- [Exercise details]:
Each record below needs to be written out exactly as it reads.

- [Records for this exercise]:
---------------
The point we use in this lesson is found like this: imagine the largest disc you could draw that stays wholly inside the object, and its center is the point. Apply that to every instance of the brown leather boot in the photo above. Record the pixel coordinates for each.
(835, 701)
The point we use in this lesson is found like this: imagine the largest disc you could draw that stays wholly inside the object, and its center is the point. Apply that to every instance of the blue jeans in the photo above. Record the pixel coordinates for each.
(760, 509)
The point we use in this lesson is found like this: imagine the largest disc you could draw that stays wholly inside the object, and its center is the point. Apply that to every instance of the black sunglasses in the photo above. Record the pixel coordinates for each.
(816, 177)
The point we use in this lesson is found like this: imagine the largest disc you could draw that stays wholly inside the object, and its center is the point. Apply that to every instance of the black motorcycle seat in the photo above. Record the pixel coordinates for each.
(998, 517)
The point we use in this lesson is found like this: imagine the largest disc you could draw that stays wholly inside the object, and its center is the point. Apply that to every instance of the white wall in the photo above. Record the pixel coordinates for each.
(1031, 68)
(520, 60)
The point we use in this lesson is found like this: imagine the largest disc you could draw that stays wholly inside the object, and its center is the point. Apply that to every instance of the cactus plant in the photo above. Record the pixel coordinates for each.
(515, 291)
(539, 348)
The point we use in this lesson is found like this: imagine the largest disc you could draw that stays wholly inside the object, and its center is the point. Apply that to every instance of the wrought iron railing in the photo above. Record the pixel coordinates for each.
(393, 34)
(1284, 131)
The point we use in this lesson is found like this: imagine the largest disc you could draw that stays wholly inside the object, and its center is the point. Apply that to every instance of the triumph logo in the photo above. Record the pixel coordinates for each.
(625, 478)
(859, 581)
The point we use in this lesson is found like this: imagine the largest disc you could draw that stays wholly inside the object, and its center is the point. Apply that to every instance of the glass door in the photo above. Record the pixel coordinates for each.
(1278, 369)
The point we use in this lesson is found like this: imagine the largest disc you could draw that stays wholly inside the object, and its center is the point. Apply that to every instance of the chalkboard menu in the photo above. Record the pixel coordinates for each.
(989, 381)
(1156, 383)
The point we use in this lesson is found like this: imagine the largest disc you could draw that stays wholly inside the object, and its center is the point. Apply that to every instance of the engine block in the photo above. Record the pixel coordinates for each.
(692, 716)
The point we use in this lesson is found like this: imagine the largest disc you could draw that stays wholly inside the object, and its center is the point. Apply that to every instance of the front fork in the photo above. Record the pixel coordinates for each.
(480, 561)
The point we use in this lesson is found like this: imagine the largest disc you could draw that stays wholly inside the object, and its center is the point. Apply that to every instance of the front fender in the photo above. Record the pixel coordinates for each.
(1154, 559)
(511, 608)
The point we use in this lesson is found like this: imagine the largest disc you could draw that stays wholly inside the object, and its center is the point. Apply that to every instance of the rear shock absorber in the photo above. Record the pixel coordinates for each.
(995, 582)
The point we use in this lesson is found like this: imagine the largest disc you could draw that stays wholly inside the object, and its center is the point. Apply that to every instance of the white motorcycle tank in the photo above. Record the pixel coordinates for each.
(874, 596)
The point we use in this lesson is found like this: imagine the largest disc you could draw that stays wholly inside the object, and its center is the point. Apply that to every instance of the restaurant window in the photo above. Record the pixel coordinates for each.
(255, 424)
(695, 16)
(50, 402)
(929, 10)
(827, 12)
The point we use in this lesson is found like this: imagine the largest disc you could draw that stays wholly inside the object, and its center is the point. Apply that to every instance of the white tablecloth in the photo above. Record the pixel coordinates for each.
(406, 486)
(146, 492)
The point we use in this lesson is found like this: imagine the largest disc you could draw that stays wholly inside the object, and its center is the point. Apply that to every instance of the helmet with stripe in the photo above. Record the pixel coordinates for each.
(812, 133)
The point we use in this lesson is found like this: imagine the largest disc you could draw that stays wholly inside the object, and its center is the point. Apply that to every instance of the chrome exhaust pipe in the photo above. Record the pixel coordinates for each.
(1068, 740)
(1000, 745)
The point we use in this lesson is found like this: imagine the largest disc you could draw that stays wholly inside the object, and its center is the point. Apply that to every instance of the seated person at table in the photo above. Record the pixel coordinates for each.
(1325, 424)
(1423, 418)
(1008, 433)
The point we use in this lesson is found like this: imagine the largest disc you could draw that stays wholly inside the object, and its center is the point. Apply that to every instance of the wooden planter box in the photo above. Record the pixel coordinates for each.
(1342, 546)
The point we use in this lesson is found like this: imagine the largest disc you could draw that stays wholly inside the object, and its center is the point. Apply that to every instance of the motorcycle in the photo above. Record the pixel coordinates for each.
---------------
- [Solution for this task]:
The point we use in this lesson is found like this: imagine the largest disc you could draw that stays wholly inside the object, and its center is the point. Apply that to every instance of the brown leather boot in the photo above. Record the pixel coordinates for each.
(835, 701)
The point we use in this lesson is found like this: imagine the largest disc you could draw that stays wholly inside the object, and its center is the point. Apply that to every instance of the blue jeans in the photo above. Record the pixel coordinates for each.
(760, 509)
The point we use in this lesson is found like this: imagine the largest disc you could draw that stays wholly inside the object, and its center is the point. Apply that to every instance of the black sunglasses in the photo above. Record the pixel coordinates for each.
(816, 177)
The point we use in this lesson is found like this: imagine the largest disc you could draw that stays wholly inside the object, and its center is the point. Apply that to every instance of the black motorcycle seat in the photo above. Record the pixel coordinates for each.
(998, 517)
The point we use in this lesson is found like this: imagine the largest disc you could draw that stays wholly inside the object, and its center is the point. Apply that to every instance of the white wall in the photo above. Record the pixel coordinates for each.
(1031, 68)
(520, 60)
The point we use in this lesson is found like this: imagine the largest disc you could draw that stays wholly inside the object, and its center is the point. Apply that to every instance of the cactus plant in the photo above. Record the pixel coordinates for each.
(515, 291)
(539, 348)
The point we use in this lesson is found like this: imagine the largest disc you could draw that stays wholly inside the object, and its center is the point. Apply that to every instance of the wrought iron railing in the photo above. Record the pixel coordinates for each.
(393, 34)
(1284, 131)
The point we use in this lesson is found like this: imagine the largest disc you could draw that stays wholly inside the object, and its center is the point. Apply that to every instance of the triumph logo in the photo above. Record the pixel coordinates for each.
(625, 478)
(859, 581)
The point we use in this lesson is found like this: imagine the largest disc you could draw that stays wholly inside the object, and its center is the point. Apply that to every instance of the glass door in the photo above. Record the pixel coordinates for each.
(1278, 369)
The point we use in this lesson is found like this: imagine the largest disc you could draw that stays wholly inside the object, and its center is the point. Apply that to every instance of the chalkboard menu in the photo above. Record the pixel coordinates for each.
(989, 381)
(1156, 383)
The point we use in this lesson is found like this: imagine the largest disc you could draw that stays wholly inside the object, and its center is the point. Apply that to every instance of the engine block in the photo above. Record the pixel coordinates for each.
(692, 716)
The point we use in this lesson is found like this: imagine the largest disc you could draw that stays wholly inside the object, and its center is the point. Apply that to every instance of the front fork in the photo above. Record the pixel coordinates for each.
(480, 561)
The point we use in this lesson is found like this: imagine the largest disc you could draw that stays wholly inside the object, and its center is the point. Apply that to every instance of the front fender in the photo above. Record the pixel coordinates for each.
(1154, 559)
(511, 608)
The point we use in this lesson is found like this: imagine the largest disc you could draw that stays wholly inside the object, and its center is the point. Apply that to every instance of the rear shock absorber in the photo above. Record the pixel coordinates for each.
(995, 582)
The point we use in this lesson is found like this: imagine the largest disc you could draw that stays wholly inside the object, and its center is the point. Apply that to every instance of the white motorcycle tank in the photo above. Record the pixel coordinates for each.
(874, 596)
The point we use in this lesson is found like this: imagine the largest disc you could draw that stays wholly inside the object, and its center is the point. Apply that to every instance of the restaurant window in the photo above. Record the pixel coordinates for each.
(255, 424)
(695, 16)
(50, 402)
(929, 10)
(827, 12)
The point we use in this lesson is found like this: imagine the largest disc you could draw that stays wholly inside the object, and its center is the point. Apply that to every instance of the white tablecloth in the photo above. Record the pixel coordinates for each.
(406, 486)
(146, 492)
The point we use in this lesson is found like this: imagine the largest disc you could draw that stays wholly inside the object, and its center is the point. Apply that to every instance of the helmet with stripe in the photo above. Record the pixel coordinates for each.
(812, 133)
The point we use in this lesson is found like this: imagine the largest disc you could draw that stays wholly inside the object, and its center is the point. Apply that to every instance of the chrome exhaust pipe in the photo above. Record the pixel coordinates for each.
(1068, 740)
(1000, 745)
The point we use in this lesson is found like this: imagine the largest disc you could draw that stays wholly inside the object, and its center is the point. Apply that to every instance of the seated person at table in the photo above. Record the pixel coordinates for each.
(1325, 424)
(1423, 418)
(1008, 433)
The point we use in this lesson is found like this: imagine the largest disc you could draw that stays wholly inside the object, and its center is the point. Apply that to every instance of the wooden planter box in the photo above. Record the pixel coordinates for each.
(1342, 546)
The point we use in this lesson is found like this: imagine the largest disc you could draw that stays wholly inside the object, and its center is the point. Apply that to every instance of the motorcycle in the photo above. Record the pixel coordinates for each.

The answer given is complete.